#### Requirement:
Pull out each line of the records below that contains the word "leaf", and copy those lines unchanged.

## Start

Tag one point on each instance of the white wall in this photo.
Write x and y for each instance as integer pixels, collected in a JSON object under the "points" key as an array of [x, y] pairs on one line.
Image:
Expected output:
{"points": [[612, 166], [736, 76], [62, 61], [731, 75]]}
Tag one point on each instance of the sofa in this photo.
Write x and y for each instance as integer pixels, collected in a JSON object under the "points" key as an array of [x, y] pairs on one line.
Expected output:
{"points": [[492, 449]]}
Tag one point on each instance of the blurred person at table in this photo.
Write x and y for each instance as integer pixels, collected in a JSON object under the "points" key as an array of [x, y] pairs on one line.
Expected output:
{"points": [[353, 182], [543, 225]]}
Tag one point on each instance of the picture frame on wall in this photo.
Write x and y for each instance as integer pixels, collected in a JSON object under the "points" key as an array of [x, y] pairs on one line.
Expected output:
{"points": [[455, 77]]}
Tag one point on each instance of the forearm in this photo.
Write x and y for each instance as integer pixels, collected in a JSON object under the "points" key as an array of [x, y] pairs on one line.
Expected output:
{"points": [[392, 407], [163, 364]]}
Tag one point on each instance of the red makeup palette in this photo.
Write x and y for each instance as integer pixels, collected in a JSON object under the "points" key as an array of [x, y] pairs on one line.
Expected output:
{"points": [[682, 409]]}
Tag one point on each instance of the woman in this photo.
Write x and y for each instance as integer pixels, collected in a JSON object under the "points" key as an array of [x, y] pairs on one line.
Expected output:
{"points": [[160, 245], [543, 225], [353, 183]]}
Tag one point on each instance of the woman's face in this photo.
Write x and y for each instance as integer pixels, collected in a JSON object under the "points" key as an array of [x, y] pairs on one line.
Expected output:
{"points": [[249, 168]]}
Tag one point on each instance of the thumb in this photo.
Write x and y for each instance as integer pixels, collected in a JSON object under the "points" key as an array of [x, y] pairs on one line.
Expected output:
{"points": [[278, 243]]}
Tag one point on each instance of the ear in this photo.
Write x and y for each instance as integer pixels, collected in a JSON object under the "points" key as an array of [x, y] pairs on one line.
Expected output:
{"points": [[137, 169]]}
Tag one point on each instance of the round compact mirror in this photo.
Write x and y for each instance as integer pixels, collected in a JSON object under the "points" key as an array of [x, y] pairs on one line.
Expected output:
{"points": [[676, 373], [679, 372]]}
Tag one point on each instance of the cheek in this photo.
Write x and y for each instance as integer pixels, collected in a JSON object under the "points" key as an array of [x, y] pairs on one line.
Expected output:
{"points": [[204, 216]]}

## End
## Start

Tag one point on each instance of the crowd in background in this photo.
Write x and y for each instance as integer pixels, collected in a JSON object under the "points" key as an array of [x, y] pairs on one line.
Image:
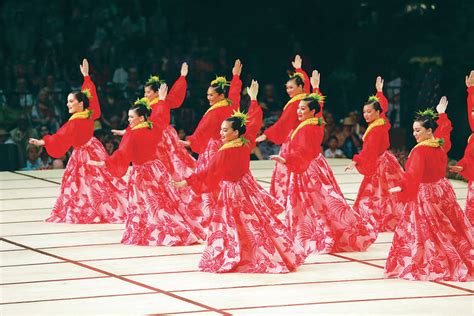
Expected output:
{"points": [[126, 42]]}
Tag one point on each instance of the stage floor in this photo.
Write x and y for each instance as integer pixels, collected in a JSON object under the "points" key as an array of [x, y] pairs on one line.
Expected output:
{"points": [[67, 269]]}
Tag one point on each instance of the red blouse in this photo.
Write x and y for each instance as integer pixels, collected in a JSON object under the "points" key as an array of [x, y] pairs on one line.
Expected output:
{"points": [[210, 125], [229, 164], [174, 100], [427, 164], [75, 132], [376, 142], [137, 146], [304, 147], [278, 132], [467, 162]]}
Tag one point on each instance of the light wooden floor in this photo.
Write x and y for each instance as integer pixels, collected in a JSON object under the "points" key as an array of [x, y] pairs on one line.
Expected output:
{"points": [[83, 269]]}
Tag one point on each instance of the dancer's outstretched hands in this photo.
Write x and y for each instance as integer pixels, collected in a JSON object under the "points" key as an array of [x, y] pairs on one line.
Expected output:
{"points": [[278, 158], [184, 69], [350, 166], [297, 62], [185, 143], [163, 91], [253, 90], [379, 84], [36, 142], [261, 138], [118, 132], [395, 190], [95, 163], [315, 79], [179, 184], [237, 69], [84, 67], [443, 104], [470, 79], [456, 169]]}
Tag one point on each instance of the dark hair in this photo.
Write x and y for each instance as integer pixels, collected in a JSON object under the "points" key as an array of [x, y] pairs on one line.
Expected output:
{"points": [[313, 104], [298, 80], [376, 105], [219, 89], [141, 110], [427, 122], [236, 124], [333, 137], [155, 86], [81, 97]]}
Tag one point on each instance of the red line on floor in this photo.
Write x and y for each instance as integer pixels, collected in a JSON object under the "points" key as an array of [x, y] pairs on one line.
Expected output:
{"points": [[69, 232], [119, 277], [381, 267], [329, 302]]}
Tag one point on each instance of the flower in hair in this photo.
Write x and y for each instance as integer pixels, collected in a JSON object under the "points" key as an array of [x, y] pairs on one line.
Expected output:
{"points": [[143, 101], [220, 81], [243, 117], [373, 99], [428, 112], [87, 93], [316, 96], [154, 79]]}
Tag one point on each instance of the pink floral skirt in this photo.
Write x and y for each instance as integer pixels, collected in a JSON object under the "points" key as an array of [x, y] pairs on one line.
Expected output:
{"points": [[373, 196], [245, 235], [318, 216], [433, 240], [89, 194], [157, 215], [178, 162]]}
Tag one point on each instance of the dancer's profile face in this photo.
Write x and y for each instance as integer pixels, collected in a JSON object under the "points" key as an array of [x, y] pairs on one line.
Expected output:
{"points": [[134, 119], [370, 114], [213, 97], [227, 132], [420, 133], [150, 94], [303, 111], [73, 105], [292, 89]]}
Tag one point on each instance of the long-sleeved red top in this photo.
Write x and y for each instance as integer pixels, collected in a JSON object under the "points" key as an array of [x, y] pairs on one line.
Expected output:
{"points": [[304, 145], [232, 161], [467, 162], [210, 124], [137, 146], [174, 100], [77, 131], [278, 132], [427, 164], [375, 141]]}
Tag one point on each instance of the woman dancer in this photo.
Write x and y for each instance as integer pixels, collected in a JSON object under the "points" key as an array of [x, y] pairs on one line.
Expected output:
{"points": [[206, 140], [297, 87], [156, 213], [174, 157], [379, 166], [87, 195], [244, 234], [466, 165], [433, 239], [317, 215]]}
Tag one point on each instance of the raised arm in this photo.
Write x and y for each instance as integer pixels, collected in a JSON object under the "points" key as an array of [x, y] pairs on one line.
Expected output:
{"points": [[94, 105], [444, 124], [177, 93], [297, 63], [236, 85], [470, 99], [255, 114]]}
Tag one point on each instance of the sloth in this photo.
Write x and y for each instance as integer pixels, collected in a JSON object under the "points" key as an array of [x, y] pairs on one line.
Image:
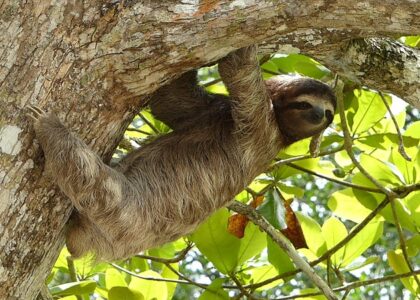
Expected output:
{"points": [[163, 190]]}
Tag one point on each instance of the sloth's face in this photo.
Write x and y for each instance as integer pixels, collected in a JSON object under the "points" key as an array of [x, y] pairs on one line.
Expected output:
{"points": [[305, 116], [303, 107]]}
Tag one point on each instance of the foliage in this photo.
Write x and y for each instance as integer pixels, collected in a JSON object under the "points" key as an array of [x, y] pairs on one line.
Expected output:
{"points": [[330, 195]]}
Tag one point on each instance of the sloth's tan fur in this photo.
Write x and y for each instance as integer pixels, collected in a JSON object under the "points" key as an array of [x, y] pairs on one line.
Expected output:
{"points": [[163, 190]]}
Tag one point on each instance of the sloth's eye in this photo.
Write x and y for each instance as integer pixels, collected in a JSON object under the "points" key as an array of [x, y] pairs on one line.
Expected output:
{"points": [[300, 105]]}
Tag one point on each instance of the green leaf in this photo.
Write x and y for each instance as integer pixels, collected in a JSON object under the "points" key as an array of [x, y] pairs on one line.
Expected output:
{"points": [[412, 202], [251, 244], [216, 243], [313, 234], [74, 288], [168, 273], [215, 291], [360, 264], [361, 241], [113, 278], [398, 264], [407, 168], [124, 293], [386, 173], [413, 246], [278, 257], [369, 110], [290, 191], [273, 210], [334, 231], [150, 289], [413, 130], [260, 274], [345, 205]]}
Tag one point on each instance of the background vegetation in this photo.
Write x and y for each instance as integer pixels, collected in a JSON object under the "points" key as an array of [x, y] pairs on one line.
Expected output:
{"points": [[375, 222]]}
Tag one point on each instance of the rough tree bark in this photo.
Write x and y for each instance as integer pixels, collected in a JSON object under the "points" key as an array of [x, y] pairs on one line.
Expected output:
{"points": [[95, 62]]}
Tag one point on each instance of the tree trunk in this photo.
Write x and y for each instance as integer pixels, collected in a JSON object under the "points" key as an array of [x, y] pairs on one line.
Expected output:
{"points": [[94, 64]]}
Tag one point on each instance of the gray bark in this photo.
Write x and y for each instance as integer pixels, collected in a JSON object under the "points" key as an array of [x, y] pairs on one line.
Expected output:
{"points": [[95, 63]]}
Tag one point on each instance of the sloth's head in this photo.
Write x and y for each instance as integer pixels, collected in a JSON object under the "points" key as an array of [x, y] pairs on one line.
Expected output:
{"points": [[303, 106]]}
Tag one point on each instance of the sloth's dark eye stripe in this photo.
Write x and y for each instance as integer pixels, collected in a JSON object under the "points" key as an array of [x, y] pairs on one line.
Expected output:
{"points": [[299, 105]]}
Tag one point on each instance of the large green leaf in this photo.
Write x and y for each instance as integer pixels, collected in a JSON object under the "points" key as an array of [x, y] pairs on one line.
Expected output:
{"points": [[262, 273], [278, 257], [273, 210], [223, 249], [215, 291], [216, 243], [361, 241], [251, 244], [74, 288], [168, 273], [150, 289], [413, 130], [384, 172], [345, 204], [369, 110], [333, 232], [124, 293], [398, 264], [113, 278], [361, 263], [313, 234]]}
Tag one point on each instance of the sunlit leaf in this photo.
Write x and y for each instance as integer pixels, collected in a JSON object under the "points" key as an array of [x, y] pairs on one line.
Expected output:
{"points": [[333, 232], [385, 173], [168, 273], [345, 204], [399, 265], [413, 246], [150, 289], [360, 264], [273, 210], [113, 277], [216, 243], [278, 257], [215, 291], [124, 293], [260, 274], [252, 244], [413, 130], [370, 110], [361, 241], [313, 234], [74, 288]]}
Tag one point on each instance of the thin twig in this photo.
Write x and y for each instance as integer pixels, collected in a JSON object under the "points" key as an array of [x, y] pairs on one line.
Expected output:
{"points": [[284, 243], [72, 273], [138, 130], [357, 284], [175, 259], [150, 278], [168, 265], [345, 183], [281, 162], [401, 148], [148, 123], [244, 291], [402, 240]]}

## End

#### Task response:
Tag one point on each instance of the green leaf in this photo.
Tag one point on each instance of the large green leaf in this photo.
Tag one point on each instance of the sunlit leaf in this photo.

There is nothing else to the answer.